» **Supplied information**:
== Segment start ==

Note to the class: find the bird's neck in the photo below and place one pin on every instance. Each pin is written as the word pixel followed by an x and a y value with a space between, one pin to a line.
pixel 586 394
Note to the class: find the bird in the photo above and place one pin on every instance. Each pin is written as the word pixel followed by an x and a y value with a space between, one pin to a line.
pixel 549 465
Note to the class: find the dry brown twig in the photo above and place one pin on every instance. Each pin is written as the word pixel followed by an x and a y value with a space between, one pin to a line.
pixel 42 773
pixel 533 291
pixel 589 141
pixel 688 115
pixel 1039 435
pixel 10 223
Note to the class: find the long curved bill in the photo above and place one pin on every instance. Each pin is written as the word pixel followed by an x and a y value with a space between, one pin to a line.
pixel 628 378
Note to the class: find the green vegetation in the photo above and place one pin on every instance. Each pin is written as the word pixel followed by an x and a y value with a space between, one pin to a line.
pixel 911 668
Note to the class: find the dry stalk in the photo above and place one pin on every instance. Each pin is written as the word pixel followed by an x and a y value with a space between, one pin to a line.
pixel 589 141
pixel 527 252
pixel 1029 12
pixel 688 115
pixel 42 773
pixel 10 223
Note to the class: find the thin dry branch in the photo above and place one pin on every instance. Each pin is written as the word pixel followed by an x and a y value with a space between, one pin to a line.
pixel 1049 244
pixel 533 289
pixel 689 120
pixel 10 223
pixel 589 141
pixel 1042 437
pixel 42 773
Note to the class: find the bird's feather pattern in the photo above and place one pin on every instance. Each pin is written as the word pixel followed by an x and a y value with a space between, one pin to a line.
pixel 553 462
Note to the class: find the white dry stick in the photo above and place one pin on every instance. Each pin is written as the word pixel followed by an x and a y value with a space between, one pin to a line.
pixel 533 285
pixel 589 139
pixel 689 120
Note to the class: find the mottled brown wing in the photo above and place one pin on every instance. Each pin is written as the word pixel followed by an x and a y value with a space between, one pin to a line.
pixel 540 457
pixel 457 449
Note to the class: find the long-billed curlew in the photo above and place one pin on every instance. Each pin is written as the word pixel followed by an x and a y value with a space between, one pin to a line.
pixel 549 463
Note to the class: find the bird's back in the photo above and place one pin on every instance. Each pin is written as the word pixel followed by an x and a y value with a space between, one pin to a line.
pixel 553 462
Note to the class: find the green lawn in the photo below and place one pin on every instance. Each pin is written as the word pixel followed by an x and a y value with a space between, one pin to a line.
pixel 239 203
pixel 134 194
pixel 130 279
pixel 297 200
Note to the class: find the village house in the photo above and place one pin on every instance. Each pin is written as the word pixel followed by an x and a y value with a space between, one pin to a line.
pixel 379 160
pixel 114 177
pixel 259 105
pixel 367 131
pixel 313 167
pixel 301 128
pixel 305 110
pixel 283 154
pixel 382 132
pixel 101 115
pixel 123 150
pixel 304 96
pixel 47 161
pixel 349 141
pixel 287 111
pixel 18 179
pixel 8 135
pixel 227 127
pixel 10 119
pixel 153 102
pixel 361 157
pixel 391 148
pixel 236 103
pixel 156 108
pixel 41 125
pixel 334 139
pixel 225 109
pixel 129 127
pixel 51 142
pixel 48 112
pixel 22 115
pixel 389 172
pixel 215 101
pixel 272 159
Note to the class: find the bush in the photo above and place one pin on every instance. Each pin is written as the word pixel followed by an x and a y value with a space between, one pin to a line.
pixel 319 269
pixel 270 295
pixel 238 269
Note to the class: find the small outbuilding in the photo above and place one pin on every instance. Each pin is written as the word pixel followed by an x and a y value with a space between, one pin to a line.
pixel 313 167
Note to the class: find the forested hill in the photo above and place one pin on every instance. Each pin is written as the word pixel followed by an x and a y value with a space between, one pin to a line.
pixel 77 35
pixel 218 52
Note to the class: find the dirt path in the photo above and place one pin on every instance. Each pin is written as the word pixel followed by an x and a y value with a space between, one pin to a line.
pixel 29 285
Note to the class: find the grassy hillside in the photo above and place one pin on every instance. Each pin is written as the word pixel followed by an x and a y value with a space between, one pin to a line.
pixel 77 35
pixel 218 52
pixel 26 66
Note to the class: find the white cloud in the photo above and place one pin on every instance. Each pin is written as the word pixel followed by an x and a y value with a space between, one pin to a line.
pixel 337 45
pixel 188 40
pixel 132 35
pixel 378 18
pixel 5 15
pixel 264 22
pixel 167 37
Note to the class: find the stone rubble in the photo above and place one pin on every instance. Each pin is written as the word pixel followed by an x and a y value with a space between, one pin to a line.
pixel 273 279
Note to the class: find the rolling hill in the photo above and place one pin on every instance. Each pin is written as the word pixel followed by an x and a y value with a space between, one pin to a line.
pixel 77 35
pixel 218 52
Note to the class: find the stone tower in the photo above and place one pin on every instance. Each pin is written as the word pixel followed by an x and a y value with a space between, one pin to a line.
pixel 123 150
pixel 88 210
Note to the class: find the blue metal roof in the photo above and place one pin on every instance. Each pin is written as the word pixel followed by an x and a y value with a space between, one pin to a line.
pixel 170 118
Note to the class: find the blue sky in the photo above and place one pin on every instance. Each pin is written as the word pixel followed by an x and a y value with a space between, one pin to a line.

== Segment end ==

» **What the exercise asks**: Give back every line of the data exactly.

» **Finished task**:
Note to the class: find the bird's neck in the photo below and place one pin on every instance. Each pin is written as the word pixel followed by an x and a y value with a space between, one pin to a line.
pixel 586 394
Note to the class: find the bird in the photo above and place one pin on every instance. Each pin is written as the word pixel followed by an x and a y value with a space between, one pin to a line.
pixel 549 465
Note to the class: find the dry brown twig in the photo above and place one pin on every instance. Each pin is written as the word pixel followed by an x and a y value with a space between, one pin to a line.
pixel 42 773
pixel 533 291
pixel 589 141
pixel 688 115
pixel 1039 435
pixel 10 223
Note to the class: find the long curved bill in the photo above and place one pin on every instance. Each pin is written as the word pixel followed by an x and a y value with a space between, one pin to a line.
pixel 628 378
Note to the class: find the green vegetation in the photo above and place one pin on every instance. Each pin is written as the word pixel followed by an x and a y value with a space between, one pin to a line.
pixel 911 668
Note to the class: find the dry stalk in the photo above and place one pin on every instance. Each pin is written as the word pixel followed by an x and a y value with a space between, one pin to a line.
pixel 589 141
pixel 527 252
pixel 1029 12
pixel 688 115
pixel 42 773
pixel 10 223
Note to the class: find the thin dry branch in the photo above and place one pin on every instance. Each pin is written as the word pixel followed by an x and a y value with a space between, one pin to a line.
pixel 1049 244
pixel 533 289
pixel 689 120
pixel 10 223
pixel 589 141
pixel 1042 437
pixel 42 773
Note to the class: find the bird's feather pattern in the photo above and place one pin on every instance. Each pin is written as the word pixel followed by an x and a y value with a space between, one pin to a line.
pixel 553 462
Note to the class: find the white dry stick in the photo above and place one pin on every instance. Each pin is written as the word pixel followed by an x and a y value with a space between, one pin to a line.
pixel 533 285
pixel 589 139
pixel 689 120
Note to the class: find the mottled brown wing in the photo above and place one pin on every instance. Each pin is written as the word pixel followed by an x and a y value with a space between, one pin to a line.
pixel 540 457
pixel 457 449
Note to the class: find the long-billed curlew in the photo above and place one pin on every instance. Each pin is written as the word pixel followed by an x and a y value with a space between, one pin to a line.
pixel 549 463
Note to the class: find the bird's back in the photo above and place one pin on every instance. Each pin is written as the word pixel followed by an x and a y value with a space between, one pin to a line.
pixel 553 462
Note to the class: find the green lawn in the photo below and place one pin on every instance. Each pin is written as the word pixel followed by an x and a y value with a space between, one pin to a line.
pixel 239 203
pixel 134 194
pixel 130 279
pixel 297 200
Note to the class: find the village house in the photo above and place one pin on every instance. Each pin is written as the word pixel followed by an x and a y value with a space between, one pin to a line.
pixel 379 160
pixel 114 177
pixel 259 105
pixel 367 131
pixel 313 167
pixel 301 128
pixel 305 110
pixel 283 154
pixel 382 132
pixel 101 115
pixel 123 150
pixel 304 96
pixel 47 161
pixel 349 141
pixel 287 111
pixel 18 179
pixel 8 135
pixel 227 127
pixel 10 119
pixel 153 102
pixel 361 157
pixel 391 148
pixel 236 103
pixel 156 108
pixel 41 125
pixel 334 139
pixel 225 109
pixel 129 127
pixel 51 142
pixel 48 112
pixel 22 115
pixel 389 172
pixel 215 101
pixel 272 159
Note to the class: find the bush in the photo above and place one pin on every instance. Each pin is written as the word pixel followed by an x and a y value with a space between, one pin to a line.
pixel 319 269
pixel 270 295
pixel 238 269
Note to the class: find the small outbuilding in the photo above and place one pin on every instance. Each pin is written as the word pixel followed by an x and a y value with a space between, one pin to a line.
pixel 313 167
Note to the class: find the forested hill in the photo above and place one pin on every instance. Each pin is written as the word pixel followed by an x and a y value with a space between, one pin to a line.
pixel 77 35
pixel 218 52
Note to the class: find the dirt path in the photo above and place one pin on every instance. Each pin is written as the word pixel followed by an x and a y value with a space between, one pin to a line.
pixel 29 285
Note to the class: find the grassy hillside in the photo above and place one pin on every instance. Each pin is written as the word pixel followed by an x and a y value with a space between, one pin to a line.
pixel 77 35
pixel 218 52
pixel 26 66
Note to the class: find the white cloud in the photo above and place one pin on every instance. Each pin is written as the word pixel followed by an x and a y value with a space between, one pin to a line.
pixel 337 45
pixel 188 40
pixel 132 35
pixel 378 18
pixel 5 15
pixel 264 22
pixel 167 37
Note to the class: find the stone rubble in the photo above and place one pin on every instance. Each pin is written as the word pixel followed by an x and a y value with a space between, one pin to a line.
pixel 273 279
Note to the class: find the rolling hill in the photo above and place one pin on every instance. Each pin is written as the word pixel followed by an x and a y value with a space between, one pin to a line.
pixel 77 35
pixel 218 52
Note to the class: find the stone tower in the photo above and place one pin on every instance. Each pin is written as the word pixel followed by an x and a y value with a space between, one pin to a line.
pixel 123 150
pixel 88 210
Note to the class: find the blue metal roof in the photo above and place one pin on every instance. Each pin is written as the word pixel followed by an x and a y value with a space between, one pin to a line.
pixel 170 118
Note to the class: find the blue sky in the photo above and place one pin on every instance. Each pin is written as the word pixel followed by an x and a y value with a space between, one pin to a line.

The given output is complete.